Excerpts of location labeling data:
________________

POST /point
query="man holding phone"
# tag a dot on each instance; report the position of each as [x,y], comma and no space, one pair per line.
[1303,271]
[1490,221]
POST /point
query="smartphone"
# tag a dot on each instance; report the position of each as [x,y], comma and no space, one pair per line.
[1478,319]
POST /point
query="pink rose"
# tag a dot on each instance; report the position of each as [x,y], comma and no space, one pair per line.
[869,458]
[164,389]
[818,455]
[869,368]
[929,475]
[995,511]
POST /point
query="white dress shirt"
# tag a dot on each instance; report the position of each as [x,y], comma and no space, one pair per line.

________________

= Stated goal =
Put every line of the material above into a numbered list, leaving out any blank lines.

= Written solution =
1. POST /point
2. query="man holding phone"
3. # tag a dot on each instance; report the position of each as [x,y], comma and no space, one pair per line.
4. [1303,271]
5. [1490,221]
6. POST /point
7. query="smartphone"
8. # tag a dot on each instance; report the position of each as [x,y], comma and no space, one pair per line.
9. [1478,319]
10. POST /point
11. query="pink rose"
12. # tag a dot on each instance; report the position of each as [x,y], comma and no space, one pair per line.
13. [869,458]
14. [164,389]
15. [818,455]
16. [869,368]
17. [929,475]
18. [995,511]
19. POST /point
20. query="white dress shirt"
21. # tag a dot on each instance; report the position of each as [x,y], comma and no space, one pair per line.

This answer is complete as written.